● **Aim of the exercise**
Would you write out the records below exactly as given?

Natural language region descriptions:
=== Begin Enclosure ===
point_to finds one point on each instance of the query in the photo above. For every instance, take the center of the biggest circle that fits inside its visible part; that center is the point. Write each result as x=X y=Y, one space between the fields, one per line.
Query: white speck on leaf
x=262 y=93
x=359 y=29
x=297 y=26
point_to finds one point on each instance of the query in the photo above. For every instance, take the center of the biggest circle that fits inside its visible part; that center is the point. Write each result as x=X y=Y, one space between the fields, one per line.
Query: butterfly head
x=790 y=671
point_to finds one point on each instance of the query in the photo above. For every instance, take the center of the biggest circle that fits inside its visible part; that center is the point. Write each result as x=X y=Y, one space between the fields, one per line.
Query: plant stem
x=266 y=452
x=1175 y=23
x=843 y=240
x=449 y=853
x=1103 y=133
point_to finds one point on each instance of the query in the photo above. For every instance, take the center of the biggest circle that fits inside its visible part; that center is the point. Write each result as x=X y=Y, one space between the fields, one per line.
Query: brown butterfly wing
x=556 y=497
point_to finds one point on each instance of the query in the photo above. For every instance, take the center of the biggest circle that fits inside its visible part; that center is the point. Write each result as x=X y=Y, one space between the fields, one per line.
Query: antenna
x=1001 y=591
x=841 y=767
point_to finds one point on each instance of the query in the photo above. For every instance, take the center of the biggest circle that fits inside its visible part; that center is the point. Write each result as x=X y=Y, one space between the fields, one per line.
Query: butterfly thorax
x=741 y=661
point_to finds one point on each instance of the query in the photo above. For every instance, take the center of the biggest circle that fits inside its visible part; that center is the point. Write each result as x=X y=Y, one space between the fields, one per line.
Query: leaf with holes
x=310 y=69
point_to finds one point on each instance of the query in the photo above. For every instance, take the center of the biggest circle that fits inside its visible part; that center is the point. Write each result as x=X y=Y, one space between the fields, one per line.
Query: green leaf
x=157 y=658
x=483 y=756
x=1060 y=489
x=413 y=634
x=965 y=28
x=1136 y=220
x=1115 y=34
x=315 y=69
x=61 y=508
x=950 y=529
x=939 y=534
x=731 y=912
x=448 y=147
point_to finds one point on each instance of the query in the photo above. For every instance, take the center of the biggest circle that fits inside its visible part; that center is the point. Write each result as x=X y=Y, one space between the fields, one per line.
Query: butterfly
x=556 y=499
=== End Enclosure ===
● **Worked solution**
point_to finds one point on each instance of the query in the photo above. For every instance, take the center of the biggest circle that fits inside its visible part; that center is the point. Write each result as x=X y=Y, one space between the fields, one per line.
Query: white speck on leaf
x=262 y=93
x=359 y=29
x=297 y=26
point_to finds one point on each instance of the query in the photo above. For every instance, take the center of the biggest circle that fits inside its visible part; that center is the point. Write each result as x=X y=Y, one space between the fields, one per line.
Query: butterfly head
x=790 y=671
point_to finds one point on each instance of the query in the photo above. For every instance, take the center of the biggest circle that fits inside its visible part; that center is the point. Write each result as x=X y=Y, one space between the fields, one per line.
Query: plant stem
x=266 y=452
x=1175 y=23
x=843 y=240
x=449 y=853
x=1103 y=133
point_to finds one point on each instance of the query in the photo above. For every instance, take the center of the biggest circle that fits inside its visible part; that center is the point. Write each result as x=X y=Y, one space between the fields, one per line.
Query: brown butterfly wing
x=556 y=497
point_to finds one point on each instance of the query in the photo above. For every instance, take the center of the biggest circle that fits inside its visible part; that center is the point. Write each result as x=X y=Y, one space between the fields, one per line.
Query: antenna
x=1001 y=591
x=841 y=767
point_to finds one point on each instance of the query in the photo above. For every instance, take the center of the biggest circle that fits inside its visible part; that center is the point. Write each result as x=X y=Y, one space between the fields, one per line.
Query: butterfly thorax
x=741 y=661
point_to finds one point on each instance of the query in the photo above. For every instance, take the center of the biggest circle that fits inside its visible part; that center is the point. Write each result as x=X y=Y, one space between the fields, one per line.
Query: leaf with holes
x=310 y=69
point_to finds one point on each instance of the query in the photo above. For every instance, take the center of the biggest circle that fits inside its visible part; that center is the point. Write each result as x=X y=Y, one space between the fields, one per line.
Query: green leaf
x=157 y=658
x=483 y=756
x=1060 y=489
x=413 y=634
x=965 y=28
x=1136 y=220
x=1115 y=34
x=315 y=69
x=61 y=508
x=950 y=529
x=939 y=534
x=731 y=912
x=448 y=147
point_to finds one point on each instance of the query in the photo above. For every instance, take the center of the biggest circle that fits inside its visible part; that center is the point. Write each result as x=X y=Y, one space between the fields, one per line.
Query: butterfly
x=556 y=499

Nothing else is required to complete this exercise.